Consignes –
1. Imprimez le passage du texte sur les finances publiques qui commence par « Toutefois, prise entre » et se poursuit jusqu'à « nouveau tricotage constitutionnel. ».
2. Dans le texte sur les finances publiques, réécrivez sous forme de liste le paragraphe qui commence par « Au plan national, après la fameuse LOLF » en conservant ses faits principaux.
3. D'après le texte sur les finances publiques, quelles limites les règles du Pacte de stabilité fixent-elles au déficit public et à la dette publique ?

Passage à lire –
════════════════

La Constitution a donc le temps de souffler et d’observer la nouvelle mutation qui se prépare. Une mutation qui soulève la polémique politique, chacun se renvoyant à la figure les mêmes accusations d’irresponsabilité et imputant à l’autre la responsabilité du déficit budgétaire. Une mutation qui soulève des espoirs économiques, les promoteurs du texte expliquant qu’il s’agit de rassurer les marchés financiers et d’éviter les foudres des agences de notation.
Toutefois, prise entre d’une part la polémique politique, et d’autre part l’emballement des marchés financiers, on peut se demander si notre Constitution est vraiment à sa place. Ou alors est on là devant un nouvel effet de la constitutionnalisation du droit, et de l’emprise croissante de la norme suprême ? En tout les cas, on peut se demander ce que le droit a à gagner à ce nouveau tricotage constitutionnel.
ORIGINES D’UNE REVISION CONSTITUTIONNELLE
L’encadrement juridique des finances publiques est un phénomène en progression, et au plus haut niveau désormais. Ce mouvement s’inscrit depuis plusieurs années dans un contexte de dégradation des finances publiques dont les symptômes sont connus. Budgets en déficit et endettement croissant. Pour faire face à des dépenses que les gouvernants ont bien du mal à maîtriser, on a décidé de s’en remettre au droit, et à un encadrement juridique plus rigoureux. Les différentes normes mises en oeuvre sont notamment énumérées par M. Alventosa dans sa contribution au premier numéro 2011 de la revue Constitutions (2). Ainsi, au plan européen, les règles du Pacte de stabilité prévoient que le déficit public ne doit pas dépasser 3% du produit intérieur brut, et la dette publique 60%. Mais la crise économique semble avoir mis en sourdine des règles européennes que personne ne semble avoir à coeur de respecter ou faire respecter.
Au plan national, après la fameuse LOLF de 2001 (loi organique réformant les lois de finances), une révision constitutionnelle de 2008 a (déjà) fait inscrire à l’art 34 de la Constitution que les lois de programmation des finances publiques doivent s’inscrire dans l’objectif d’équilibre des comptes des administrations publiques. En application de cette révision a été prise une première loi de programmation en 2009. Avec les résultats que l’on sait, permettant à M. Alventosa de conclure que « le dispositif de conduite des finances publiques s’est révélé jusqu’à maintenant peu crédible ». C’est dans ce contexte que la majorité politique a décidé de « muscler » le dispositif constitutionnel.

════════════════

Extrait des entrées –
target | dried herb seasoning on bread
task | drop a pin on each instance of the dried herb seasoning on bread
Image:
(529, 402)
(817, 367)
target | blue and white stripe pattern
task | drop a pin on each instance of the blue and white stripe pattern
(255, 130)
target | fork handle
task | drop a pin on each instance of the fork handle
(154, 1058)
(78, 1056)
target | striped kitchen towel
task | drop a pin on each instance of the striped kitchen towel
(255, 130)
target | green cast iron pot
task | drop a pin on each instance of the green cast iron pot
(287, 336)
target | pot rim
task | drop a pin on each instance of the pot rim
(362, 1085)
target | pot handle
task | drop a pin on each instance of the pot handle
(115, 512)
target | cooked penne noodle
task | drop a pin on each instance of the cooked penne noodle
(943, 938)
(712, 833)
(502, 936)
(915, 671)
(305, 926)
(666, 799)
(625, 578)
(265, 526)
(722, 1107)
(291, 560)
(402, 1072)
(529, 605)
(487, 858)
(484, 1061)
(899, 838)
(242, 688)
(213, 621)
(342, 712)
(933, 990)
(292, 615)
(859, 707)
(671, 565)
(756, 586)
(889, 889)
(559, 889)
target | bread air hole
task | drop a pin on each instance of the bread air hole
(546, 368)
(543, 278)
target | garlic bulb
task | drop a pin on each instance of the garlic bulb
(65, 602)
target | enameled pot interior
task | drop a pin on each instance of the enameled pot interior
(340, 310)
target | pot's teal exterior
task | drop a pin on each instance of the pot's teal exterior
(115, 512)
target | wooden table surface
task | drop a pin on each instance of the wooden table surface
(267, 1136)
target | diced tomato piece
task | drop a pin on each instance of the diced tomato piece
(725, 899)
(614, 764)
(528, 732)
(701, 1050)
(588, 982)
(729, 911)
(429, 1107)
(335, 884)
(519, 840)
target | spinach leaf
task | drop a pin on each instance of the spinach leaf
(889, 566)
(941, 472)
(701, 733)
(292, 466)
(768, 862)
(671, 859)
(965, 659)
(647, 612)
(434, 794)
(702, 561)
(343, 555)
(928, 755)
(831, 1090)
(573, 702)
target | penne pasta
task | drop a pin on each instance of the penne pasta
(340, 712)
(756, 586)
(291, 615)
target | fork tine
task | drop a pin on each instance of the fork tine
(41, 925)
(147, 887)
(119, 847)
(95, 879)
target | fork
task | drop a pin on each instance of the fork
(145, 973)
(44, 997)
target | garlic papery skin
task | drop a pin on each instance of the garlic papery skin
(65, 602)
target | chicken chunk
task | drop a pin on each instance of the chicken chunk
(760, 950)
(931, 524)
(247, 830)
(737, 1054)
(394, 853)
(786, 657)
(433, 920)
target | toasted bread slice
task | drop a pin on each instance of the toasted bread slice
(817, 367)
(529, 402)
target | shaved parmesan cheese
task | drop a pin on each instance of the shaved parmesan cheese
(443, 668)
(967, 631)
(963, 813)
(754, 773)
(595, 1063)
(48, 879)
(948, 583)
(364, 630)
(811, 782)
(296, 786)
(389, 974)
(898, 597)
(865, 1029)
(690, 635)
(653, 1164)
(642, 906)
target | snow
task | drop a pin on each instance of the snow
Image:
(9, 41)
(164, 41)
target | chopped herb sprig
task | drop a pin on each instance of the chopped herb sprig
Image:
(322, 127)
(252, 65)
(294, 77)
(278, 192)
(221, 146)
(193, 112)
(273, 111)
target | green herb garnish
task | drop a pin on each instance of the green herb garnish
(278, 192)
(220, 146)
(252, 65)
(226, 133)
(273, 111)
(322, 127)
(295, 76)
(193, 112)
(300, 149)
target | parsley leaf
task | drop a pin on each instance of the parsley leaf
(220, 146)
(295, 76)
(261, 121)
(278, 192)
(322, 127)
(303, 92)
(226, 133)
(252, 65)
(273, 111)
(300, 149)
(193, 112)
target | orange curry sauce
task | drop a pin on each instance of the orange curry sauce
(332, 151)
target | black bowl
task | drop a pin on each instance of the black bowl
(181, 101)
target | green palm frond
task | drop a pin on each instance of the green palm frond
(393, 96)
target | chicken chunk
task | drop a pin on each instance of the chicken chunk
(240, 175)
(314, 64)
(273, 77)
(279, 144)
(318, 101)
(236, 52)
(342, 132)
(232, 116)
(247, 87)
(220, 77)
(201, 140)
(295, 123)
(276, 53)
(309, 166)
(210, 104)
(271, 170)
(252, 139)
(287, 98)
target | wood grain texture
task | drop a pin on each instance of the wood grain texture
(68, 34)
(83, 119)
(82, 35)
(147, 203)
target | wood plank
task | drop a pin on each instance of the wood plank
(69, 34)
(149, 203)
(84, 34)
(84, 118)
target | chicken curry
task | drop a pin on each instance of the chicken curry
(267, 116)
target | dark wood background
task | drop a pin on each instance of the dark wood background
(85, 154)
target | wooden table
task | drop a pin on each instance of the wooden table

════════════════

Réponses –
1.
Toutefois, prise entre d’une part la polémique politique, et d’autre part l’emballement des marchés financiers, on peut se demander si notre Constitution est vraiment à sa place. Ou alors est on là devant un nouvel effet de la constitutionnalisation du droit, et de l’emprise croissante de la norme suprême ? En tout les cas, on peut se demander ce que le droit a à gagner à ce nouveau tricotage constitutionnel.

2.
- 2001 : adoption de la LOLF, loi organique réformant les lois de finances.
- 2008 : une révision constitutionnelle inscrit à l'article 34 que les lois de programmation des finances publiques doivent s'inscrire dans l'objectif d'équilibre des comptes des administrations publiques.
- 2009 : une première loi de programmation est prise en application de cette révision.
- Selon M. Alventosa, le dispositif de conduite des finances publiques s'est révélé jusqu'ici peu crédible.
- Dans ce contexte, la majorité politique décide de « muscler » le dispositif constitutionnel.

3. Le déficit public ne doit pas dépasser 3 % du produit intérieur brut, et la dette publique 60 %.